-- Start Selected excerpt --

Based on the preferred I-73 corridor announced by South Carolina in July 2007, I-73 will be routed at the North Carolina border to just to the east of the current NC 38 interchange. There it would connect to the U.S. Route 74 Rockingham Bypass freeway south of Hamlet, a proposed western alternative would have had it meeting US 74 a mile east of the NC 177 interchange.[8] I-73 will join I-74 (the freeway is currently signed as Future Interstate 74), where the two will run south of the Rockingham area, and then turn north on a proposed (U.S. Route 220) western bypass of Rockingham. From south of Ellerbe to south of Candor, I-73/74 will use a new US 220 freeway completed on January 8, 2008 which connects with the existing I-73/74 freeway, the new highway is signed as Future I-73/I-74.

Interstate 73 currently begins south of Candor. The portion from south of Steeds north to south of Ulah was completed in 1996, and was the first road marked as I-73 (and I-74), with signs going up by May 1997.[9] Future signage was also installed north to the Greensboro area, and standard signage was later placed south on the early 1980s freeway to south of Candor. Shields north of near Ulah are marked Future, as the older road does not meet Interstate standards. Planned upgrades of this route are scheduled to be started by 2009, after which the route can be marked as a standard interstate. Future I-74 signage ends at the U.S. Route 311 interchange near Randleman, as it will split onto a new freeway being constructed paralleling US 311 to High Point due to open by 2012, while Future I-73 continues north to Greensboro.

-- End Selected excerpt --
-- Start Provided information --

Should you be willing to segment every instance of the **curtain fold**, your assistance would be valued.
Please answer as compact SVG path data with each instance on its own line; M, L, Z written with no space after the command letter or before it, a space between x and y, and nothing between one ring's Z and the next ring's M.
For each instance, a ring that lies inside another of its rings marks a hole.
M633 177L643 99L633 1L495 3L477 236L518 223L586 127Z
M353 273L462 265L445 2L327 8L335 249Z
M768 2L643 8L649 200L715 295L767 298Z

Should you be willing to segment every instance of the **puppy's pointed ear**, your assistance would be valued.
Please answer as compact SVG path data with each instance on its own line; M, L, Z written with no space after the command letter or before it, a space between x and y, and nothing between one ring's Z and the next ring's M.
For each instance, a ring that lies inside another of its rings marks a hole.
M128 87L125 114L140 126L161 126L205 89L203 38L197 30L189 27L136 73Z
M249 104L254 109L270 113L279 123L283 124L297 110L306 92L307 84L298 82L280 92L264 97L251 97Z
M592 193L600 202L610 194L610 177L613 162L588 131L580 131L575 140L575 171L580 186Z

-- End Provided information --

**Task statement**
Repeat word for word the part of the I-73 route passage above that begins at the words "Interstate 73 currently" and stops after "north to Greensboro.".

**Solution to this task**
Interstate 73 currently begins south of Candor. The portion from south of Steeds north to south of Ulah was completed in 1996, and was the first road marked as I-73 (and I-74), with signs going up by May 1997.[9] Future signage was also installed north to the Greensboro area, and standard signage was later placed south on the early 1980s freeway to south of Candor. Shields north of near Ulah are marked Future, as the older road does not meet Interstate standards. Planned upgrades of this route are scheduled to be started by 2009, after which the route can be marked as a standard interstate. Future I-74 signage ends at the U.S. Route 311 interchange near Randleman, as it will split onto a new freeway being constructed paralleling US 311 to High Point due to open by 2012, while Future I-73 continues north to Greensboro.